▸ **Records to use**:
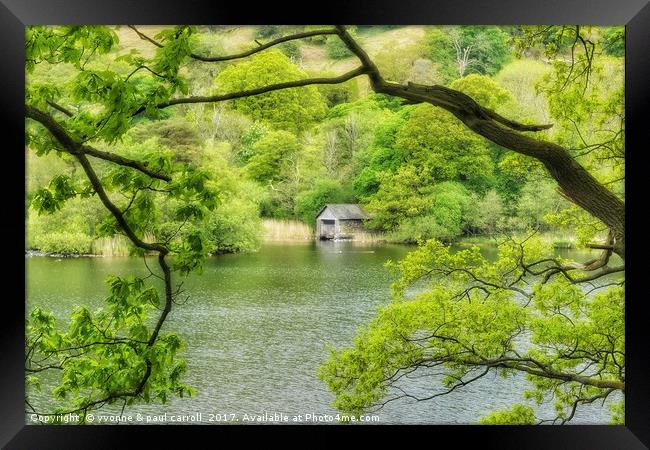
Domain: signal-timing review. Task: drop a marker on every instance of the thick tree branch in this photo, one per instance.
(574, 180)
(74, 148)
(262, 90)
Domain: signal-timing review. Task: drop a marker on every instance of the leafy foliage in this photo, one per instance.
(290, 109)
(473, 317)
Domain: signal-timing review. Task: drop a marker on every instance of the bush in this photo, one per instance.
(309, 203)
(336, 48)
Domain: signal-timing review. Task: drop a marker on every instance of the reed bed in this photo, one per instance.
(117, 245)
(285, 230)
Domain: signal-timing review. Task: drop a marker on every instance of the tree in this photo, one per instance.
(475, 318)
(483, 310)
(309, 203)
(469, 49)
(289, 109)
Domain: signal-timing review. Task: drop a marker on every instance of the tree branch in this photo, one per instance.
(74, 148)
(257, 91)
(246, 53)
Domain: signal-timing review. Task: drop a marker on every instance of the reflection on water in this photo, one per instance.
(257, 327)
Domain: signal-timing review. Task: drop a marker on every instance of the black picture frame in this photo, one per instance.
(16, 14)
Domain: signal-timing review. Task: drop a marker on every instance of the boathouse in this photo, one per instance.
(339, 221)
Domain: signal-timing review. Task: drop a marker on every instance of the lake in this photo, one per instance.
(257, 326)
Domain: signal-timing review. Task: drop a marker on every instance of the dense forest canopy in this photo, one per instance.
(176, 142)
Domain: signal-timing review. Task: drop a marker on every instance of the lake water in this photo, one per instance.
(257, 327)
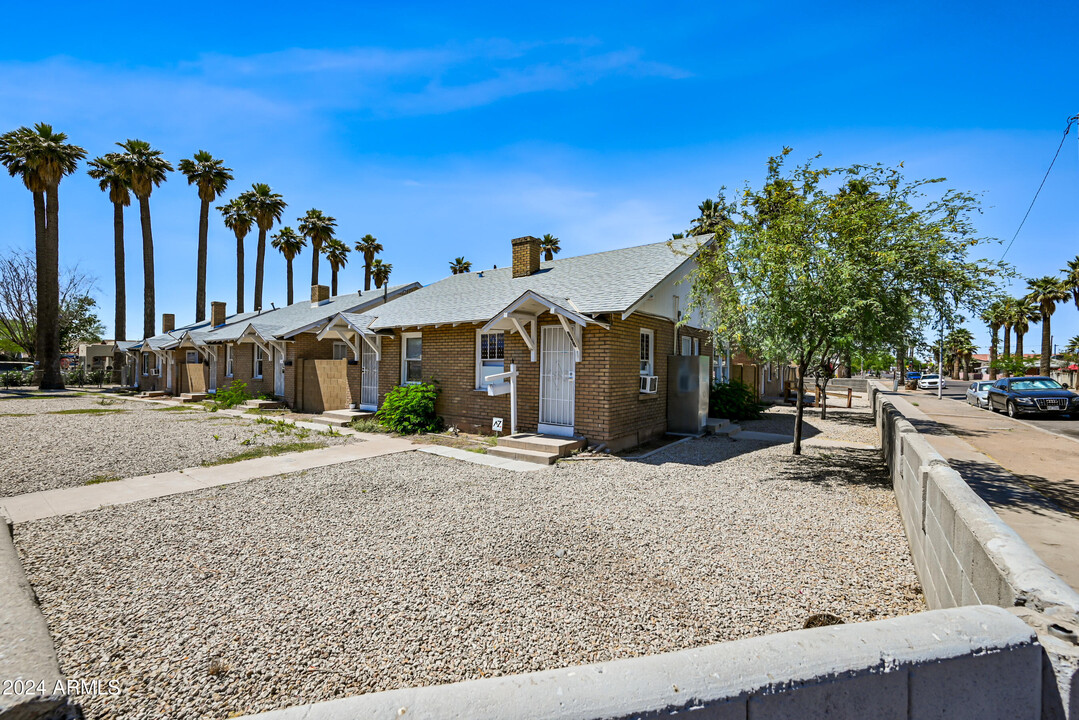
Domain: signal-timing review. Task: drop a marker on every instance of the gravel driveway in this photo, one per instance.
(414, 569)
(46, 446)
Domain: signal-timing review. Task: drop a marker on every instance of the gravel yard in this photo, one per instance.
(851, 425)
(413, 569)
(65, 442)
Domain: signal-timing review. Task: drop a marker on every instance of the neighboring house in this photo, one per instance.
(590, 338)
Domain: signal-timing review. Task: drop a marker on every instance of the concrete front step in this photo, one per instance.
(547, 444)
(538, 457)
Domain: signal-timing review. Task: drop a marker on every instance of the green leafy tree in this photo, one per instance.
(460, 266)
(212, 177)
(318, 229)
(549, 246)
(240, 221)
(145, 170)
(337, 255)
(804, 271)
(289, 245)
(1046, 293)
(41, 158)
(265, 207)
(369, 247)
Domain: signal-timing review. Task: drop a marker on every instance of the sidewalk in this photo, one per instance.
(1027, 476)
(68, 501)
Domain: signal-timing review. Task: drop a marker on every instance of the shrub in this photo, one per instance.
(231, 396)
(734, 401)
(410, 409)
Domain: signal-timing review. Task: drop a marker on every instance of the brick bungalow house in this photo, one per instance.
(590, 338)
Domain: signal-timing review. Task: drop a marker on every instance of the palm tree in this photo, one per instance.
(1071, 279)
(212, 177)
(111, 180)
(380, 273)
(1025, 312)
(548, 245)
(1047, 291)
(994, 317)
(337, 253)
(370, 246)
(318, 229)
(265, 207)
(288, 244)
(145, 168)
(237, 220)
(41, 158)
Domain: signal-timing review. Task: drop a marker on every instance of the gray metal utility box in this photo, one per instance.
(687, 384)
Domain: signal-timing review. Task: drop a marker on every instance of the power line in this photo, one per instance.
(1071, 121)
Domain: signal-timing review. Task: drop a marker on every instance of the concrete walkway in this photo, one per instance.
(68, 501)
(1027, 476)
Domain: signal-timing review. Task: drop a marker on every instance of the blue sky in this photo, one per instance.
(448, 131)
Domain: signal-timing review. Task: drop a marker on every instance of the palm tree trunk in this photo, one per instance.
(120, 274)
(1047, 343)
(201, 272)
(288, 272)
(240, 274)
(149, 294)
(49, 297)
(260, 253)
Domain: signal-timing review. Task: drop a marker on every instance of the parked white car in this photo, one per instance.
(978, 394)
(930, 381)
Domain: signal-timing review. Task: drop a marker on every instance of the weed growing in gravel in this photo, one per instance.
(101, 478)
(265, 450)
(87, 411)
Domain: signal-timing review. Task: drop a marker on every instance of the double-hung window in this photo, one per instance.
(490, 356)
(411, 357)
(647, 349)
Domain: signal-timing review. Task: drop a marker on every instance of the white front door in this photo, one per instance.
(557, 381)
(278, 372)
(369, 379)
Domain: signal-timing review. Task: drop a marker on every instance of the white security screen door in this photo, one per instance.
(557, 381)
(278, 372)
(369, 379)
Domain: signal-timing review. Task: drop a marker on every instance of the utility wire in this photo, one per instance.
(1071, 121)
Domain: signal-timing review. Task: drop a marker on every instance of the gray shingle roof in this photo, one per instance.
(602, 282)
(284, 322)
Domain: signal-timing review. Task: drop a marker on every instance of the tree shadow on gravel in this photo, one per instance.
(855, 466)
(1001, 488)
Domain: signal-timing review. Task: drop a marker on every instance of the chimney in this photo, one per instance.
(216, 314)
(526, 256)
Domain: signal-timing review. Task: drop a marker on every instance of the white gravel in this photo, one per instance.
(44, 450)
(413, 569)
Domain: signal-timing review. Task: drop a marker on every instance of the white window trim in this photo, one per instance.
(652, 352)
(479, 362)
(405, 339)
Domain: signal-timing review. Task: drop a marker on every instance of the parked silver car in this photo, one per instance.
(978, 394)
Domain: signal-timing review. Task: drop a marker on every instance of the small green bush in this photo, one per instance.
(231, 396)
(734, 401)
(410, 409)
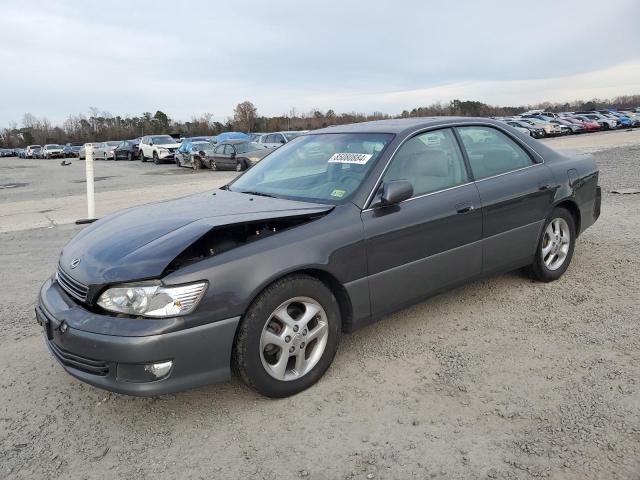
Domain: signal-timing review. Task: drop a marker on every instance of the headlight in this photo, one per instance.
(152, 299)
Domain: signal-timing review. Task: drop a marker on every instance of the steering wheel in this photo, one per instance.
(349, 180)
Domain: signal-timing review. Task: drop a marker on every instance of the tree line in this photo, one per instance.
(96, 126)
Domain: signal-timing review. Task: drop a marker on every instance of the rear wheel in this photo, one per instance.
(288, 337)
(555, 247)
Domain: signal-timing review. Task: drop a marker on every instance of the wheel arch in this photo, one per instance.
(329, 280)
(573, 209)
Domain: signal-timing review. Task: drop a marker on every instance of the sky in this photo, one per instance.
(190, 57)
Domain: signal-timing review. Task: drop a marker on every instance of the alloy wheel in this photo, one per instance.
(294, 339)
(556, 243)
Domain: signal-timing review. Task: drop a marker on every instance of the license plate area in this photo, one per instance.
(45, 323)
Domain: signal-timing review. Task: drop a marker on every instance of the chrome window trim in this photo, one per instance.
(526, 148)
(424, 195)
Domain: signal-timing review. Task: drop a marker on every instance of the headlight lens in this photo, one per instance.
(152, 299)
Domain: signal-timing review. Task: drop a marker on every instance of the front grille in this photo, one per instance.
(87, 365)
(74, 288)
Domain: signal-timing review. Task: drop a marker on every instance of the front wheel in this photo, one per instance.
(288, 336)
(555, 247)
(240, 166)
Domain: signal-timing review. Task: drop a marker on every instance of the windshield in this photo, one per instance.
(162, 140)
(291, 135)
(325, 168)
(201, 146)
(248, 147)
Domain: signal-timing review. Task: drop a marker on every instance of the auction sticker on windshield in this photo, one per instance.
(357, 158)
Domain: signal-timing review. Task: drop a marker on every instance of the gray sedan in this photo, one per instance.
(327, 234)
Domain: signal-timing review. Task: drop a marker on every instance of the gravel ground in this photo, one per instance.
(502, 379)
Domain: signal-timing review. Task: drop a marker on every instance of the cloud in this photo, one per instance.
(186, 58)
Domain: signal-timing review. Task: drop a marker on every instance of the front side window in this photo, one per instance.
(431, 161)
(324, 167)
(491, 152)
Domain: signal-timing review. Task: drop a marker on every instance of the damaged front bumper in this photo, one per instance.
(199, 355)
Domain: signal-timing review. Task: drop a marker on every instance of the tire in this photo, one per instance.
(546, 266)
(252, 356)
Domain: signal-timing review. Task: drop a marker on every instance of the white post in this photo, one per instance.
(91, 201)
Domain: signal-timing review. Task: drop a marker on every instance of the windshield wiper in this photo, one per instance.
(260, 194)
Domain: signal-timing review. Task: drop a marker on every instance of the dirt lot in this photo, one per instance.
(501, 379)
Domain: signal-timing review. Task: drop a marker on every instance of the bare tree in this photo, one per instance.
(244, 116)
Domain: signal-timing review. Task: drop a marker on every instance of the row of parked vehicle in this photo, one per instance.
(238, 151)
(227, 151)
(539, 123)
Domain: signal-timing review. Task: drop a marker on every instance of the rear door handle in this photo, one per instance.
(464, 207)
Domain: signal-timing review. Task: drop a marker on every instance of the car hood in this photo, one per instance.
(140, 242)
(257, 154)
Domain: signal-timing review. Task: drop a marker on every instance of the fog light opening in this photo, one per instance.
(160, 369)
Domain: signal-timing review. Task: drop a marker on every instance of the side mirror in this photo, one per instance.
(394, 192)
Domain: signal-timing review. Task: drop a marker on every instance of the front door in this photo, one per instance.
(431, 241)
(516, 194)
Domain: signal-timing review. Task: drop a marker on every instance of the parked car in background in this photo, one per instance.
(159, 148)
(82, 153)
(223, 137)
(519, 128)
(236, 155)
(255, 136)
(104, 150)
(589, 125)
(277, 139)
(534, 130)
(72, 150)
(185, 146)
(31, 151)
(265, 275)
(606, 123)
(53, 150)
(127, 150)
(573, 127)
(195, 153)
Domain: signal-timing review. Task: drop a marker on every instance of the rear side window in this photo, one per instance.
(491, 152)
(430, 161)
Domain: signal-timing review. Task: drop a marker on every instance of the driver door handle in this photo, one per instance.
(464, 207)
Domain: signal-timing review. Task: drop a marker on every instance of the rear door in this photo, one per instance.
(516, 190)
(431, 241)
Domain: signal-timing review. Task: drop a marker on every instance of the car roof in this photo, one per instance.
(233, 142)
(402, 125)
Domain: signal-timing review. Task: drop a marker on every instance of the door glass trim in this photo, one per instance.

▸ **What you should do**:
Please make your reply exactly the lines from the one containing "bare tree in this photo, one per instance." through the end of the entries above, and nothing more.

▸ **Finished task**:
Domain: signal-timing review. Task: drop a marker on every instance of the bare tree in this photo, one per instance.
(244, 116)
Domain: signal-timing review. Task: drop a marker on every instance of the row of parked vehicle in this photo, one per instance.
(238, 151)
(227, 151)
(539, 123)
Domain: signal-timing review. Task: drop a marker on every instance of the rear door handle in this photo, one per instance.
(464, 207)
Domain: signal-timing review. Task: drop a marker on every instance of the car hood in this photo, one per instance.
(140, 242)
(257, 154)
Domain: signal-timing review. Task: drop a marker on every instance of the fog light opening in this photo, one per instance.
(160, 369)
Domain: signal-timing review. Task: drop a marker on every instance of the side mirror in this photo, one per instance.
(394, 192)
Domain: signal-timing review. Task: drop a marker on every instance of the front door in this photo, one per instance.
(431, 241)
(516, 194)
Domain: signal-timing review. Task: drop a marker on every instance of the parked car in background in this photo, one per instance.
(159, 148)
(82, 153)
(223, 137)
(519, 128)
(236, 155)
(255, 136)
(104, 150)
(589, 125)
(277, 139)
(534, 130)
(72, 150)
(185, 146)
(31, 151)
(265, 275)
(606, 123)
(53, 150)
(127, 150)
(573, 127)
(195, 153)
Domain: signal-timing review. Task: drop a marker on every instance of the rear side window in this photo, one per instance.
(491, 152)
(430, 161)
Domain: signal-timing review. Task: drop a marker on every instance of the driver door handle in this photo, one per instance.
(464, 207)
Domain: signal-timing review. Task: drop a marker on every instance of the rear door in this photo, one per instance.
(516, 190)
(431, 241)
Domain: signal-timing review. Task: drop a marker on every instance of the car roof in this photo, one per instance.
(233, 142)
(402, 125)
Domain: signal-timing review. Task: drop a marker on every instance of the door glass trim in this photo, one per instance.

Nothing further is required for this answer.